[Collection entries]
========
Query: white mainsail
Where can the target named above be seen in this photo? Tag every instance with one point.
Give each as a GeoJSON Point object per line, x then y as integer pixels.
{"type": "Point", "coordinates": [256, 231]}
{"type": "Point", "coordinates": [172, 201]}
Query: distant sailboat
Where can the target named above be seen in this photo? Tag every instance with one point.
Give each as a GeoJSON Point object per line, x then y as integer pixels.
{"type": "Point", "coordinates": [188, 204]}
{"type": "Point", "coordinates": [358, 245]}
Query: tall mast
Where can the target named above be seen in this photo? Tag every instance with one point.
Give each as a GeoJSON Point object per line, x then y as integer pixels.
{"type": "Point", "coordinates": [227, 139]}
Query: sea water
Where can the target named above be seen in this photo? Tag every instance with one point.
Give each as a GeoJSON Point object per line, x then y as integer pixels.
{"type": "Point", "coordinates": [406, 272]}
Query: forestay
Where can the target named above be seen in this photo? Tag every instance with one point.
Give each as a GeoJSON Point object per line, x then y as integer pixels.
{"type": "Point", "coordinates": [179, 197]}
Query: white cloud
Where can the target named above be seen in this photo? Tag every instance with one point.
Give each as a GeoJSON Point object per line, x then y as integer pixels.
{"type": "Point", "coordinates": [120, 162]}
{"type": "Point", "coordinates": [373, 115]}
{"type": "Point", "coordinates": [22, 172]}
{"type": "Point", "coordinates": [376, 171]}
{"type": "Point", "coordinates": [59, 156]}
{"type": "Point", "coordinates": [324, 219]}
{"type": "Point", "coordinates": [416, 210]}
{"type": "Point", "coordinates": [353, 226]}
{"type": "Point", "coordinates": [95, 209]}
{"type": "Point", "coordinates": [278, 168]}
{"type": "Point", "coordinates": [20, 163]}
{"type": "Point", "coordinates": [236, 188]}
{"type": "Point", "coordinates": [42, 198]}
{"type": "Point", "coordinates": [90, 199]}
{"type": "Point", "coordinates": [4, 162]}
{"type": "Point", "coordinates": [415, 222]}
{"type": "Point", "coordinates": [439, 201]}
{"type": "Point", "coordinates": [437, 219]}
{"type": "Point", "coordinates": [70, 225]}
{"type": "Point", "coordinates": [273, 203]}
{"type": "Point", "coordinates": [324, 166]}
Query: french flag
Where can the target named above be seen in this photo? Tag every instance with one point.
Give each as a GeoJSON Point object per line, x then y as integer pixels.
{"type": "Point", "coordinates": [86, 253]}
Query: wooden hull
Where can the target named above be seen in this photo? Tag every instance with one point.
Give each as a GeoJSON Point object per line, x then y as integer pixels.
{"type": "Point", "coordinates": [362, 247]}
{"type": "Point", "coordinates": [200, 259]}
========
Instructions to follow
Set all of the records down again, exactly as they stand.

Output of the exercise
Query: white mainsail
Where can the target named above be seen in this photo? Tag every instance with one point.
Give each as a GeoJSON Point object per line, x then y as integer pixels.
{"type": "Point", "coordinates": [256, 231]}
{"type": "Point", "coordinates": [172, 201]}
Query: distant sailboat
Where can the target named above be seen in this photo? Tag every instance with one point.
Give each as a GeoJSON Point object per line, x then y as integer pixels.
{"type": "Point", "coordinates": [188, 204]}
{"type": "Point", "coordinates": [358, 245]}
Query: tall mast
Where can the target named above be seen in this photo? Tag every instance with one point.
Give each as a GeoJSON Point object per line, x then y as integer pixels.
{"type": "Point", "coordinates": [227, 139]}
Query: sea water
Where can the target named above be seen in this photo? Tag every instance with one point.
Give each as a GeoJSON Point object per line, x then y as integer pixels.
{"type": "Point", "coordinates": [406, 272]}
Query: forestay
Where can the target named above be seen in this photo? Tag every instance with one point.
Give each as a GeoJSON Point object per line, x then y as integer pixels.
{"type": "Point", "coordinates": [179, 197]}
Query: white cloud
Where can the target named above be seen in this photo? Tag every instance with one point.
Give each as a GeoJSON Point object per line, x then y as integer pixels.
{"type": "Point", "coordinates": [120, 162]}
{"type": "Point", "coordinates": [373, 115]}
{"type": "Point", "coordinates": [22, 172]}
{"type": "Point", "coordinates": [376, 171]}
{"type": "Point", "coordinates": [59, 156]}
{"type": "Point", "coordinates": [324, 219]}
{"type": "Point", "coordinates": [416, 210]}
{"type": "Point", "coordinates": [353, 226]}
{"type": "Point", "coordinates": [95, 209]}
{"type": "Point", "coordinates": [278, 168]}
{"type": "Point", "coordinates": [20, 163]}
{"type": "Point", "coordinates": [236, 188]}
{"type": "Point", "coordinates": [42, 198]}
{"type": "Point", "coordinates": [90, 199]}
{"type": "Point", "coordinates": [4, 162]}
{"type": "Point", "coordinates": [415, 222]}
{"type": "Point", "coordinates": [439, 201]}
{"type": "Point", "coordinates": [437, 219]}
{"type": "Point", "coordinates": [70, 225]}
{"type": "Point", "coordinates": [273, 203]}
{"type": "Point", "coordinates": [324, 166]}
Query: french flag
Where can the target named above be seen in this photo? Tag every instance with one point.
Give each as a GeoJSON Point object per line, x then y as integer pixels.
{"type": "Point", "coordinates": [86, 253]}
Query: wooden hull
Where can the target named above be seen in this photo? Tag every instance with one point.
Give each as a GeoJSON Point object per line, x then y as integer pixels.
{"type": "Point", "coordinates": [362, 247]}
{"type": "Point", "coordinates": [200, 259]}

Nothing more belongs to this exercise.